● Assignment: Look through the entries and report how many lines include the word "below". Give the number alone.

*** Opening of Available records ***

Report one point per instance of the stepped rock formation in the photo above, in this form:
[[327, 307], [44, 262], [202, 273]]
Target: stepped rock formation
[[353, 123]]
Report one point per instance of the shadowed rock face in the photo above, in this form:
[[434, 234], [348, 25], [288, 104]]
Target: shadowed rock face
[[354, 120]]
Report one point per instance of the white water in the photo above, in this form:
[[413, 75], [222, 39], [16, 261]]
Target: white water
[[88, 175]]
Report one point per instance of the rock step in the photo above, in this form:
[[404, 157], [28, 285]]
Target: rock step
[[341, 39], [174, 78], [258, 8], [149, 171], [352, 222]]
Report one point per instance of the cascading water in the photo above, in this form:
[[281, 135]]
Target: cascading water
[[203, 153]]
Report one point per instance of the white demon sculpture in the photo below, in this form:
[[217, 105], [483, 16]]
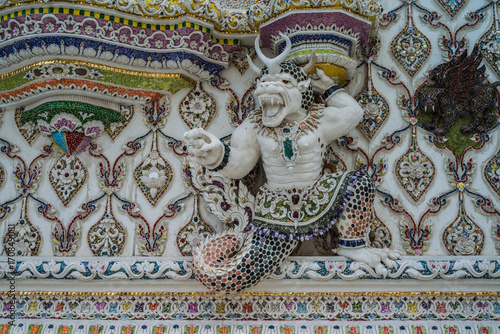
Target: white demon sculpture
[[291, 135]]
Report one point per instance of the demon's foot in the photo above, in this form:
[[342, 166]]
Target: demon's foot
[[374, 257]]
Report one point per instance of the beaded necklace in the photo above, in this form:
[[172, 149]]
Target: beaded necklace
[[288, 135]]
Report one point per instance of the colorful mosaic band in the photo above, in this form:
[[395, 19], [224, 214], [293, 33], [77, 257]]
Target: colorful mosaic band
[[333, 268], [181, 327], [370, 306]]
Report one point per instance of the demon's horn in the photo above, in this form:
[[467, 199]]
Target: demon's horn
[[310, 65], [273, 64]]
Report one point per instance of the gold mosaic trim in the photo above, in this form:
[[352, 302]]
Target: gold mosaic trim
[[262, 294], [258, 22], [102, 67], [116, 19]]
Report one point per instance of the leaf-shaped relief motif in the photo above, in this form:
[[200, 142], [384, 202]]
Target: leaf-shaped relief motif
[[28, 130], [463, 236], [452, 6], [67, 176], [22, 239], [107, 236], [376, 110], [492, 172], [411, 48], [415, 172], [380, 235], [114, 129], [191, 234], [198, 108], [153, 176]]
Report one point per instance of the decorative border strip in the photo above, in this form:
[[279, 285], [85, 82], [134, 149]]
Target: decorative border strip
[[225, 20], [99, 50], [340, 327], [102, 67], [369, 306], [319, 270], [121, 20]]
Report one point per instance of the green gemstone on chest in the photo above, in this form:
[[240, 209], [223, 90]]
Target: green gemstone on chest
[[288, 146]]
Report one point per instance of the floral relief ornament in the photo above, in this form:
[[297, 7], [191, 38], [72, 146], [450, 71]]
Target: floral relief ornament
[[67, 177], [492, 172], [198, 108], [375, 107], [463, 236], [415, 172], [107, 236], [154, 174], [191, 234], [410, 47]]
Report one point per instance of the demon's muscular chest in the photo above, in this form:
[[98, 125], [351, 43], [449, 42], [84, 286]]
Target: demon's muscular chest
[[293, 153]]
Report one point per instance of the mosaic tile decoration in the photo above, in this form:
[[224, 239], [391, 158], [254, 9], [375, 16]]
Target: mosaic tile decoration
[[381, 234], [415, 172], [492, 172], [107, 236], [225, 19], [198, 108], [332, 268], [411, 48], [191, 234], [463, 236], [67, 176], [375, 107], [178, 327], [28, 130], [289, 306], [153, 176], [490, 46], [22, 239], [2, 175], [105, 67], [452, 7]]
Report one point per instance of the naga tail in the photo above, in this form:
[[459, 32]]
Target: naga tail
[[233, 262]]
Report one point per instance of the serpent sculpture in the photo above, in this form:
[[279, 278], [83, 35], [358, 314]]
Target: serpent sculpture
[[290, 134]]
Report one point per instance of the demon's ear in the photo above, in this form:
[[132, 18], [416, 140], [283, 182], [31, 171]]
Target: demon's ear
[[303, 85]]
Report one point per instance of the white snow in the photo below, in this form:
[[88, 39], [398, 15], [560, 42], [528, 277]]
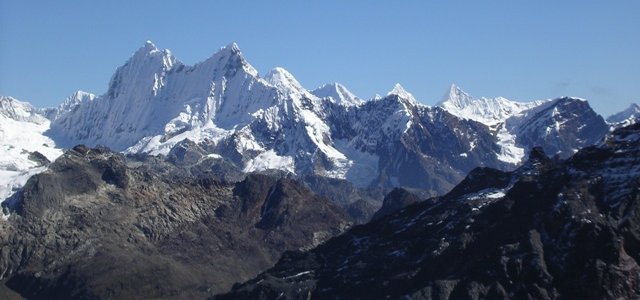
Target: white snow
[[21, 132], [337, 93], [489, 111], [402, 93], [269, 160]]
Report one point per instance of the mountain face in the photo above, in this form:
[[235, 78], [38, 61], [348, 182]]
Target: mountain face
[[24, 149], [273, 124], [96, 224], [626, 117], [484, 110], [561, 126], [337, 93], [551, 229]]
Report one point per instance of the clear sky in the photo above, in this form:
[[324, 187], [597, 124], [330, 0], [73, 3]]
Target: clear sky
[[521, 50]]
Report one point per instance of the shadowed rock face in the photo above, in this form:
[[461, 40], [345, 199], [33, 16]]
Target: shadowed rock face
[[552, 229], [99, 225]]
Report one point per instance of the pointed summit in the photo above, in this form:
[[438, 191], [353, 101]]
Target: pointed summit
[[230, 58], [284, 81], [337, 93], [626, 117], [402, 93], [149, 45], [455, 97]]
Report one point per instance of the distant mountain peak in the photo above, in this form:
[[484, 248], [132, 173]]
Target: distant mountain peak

*** Close of Available records ***
*** Opening of Available records ***

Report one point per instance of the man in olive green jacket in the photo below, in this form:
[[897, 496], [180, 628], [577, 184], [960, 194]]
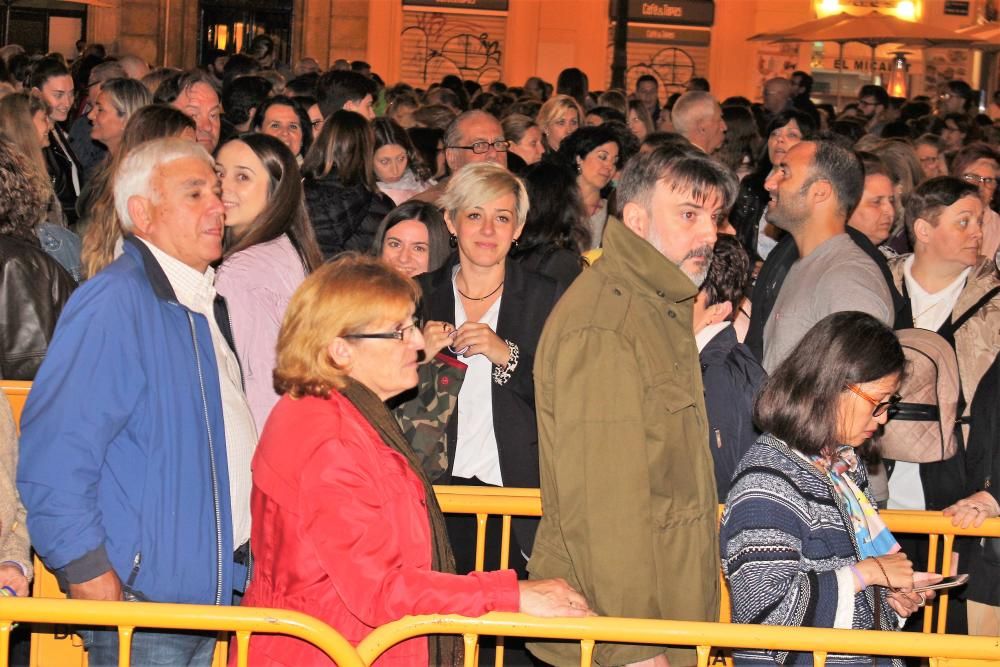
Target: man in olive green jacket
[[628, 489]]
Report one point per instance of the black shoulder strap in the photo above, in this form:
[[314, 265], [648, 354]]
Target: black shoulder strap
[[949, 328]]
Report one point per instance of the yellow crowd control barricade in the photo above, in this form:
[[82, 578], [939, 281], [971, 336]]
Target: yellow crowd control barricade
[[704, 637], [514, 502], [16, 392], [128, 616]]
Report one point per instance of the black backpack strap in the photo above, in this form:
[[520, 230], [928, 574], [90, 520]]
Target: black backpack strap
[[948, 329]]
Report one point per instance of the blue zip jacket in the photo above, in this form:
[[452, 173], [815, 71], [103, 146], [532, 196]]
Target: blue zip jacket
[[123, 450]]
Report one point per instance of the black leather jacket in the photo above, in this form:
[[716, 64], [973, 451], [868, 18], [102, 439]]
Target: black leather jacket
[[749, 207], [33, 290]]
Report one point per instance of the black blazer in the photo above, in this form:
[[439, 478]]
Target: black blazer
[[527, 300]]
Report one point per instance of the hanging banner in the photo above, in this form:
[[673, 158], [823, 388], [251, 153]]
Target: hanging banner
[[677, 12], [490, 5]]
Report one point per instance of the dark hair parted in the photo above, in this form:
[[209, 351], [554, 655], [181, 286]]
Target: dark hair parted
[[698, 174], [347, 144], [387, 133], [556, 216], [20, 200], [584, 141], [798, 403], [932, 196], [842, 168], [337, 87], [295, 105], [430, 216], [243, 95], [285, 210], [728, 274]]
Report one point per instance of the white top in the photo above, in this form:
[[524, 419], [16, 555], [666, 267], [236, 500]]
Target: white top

*** Close of Available records ***

● Answer for this exercise: 3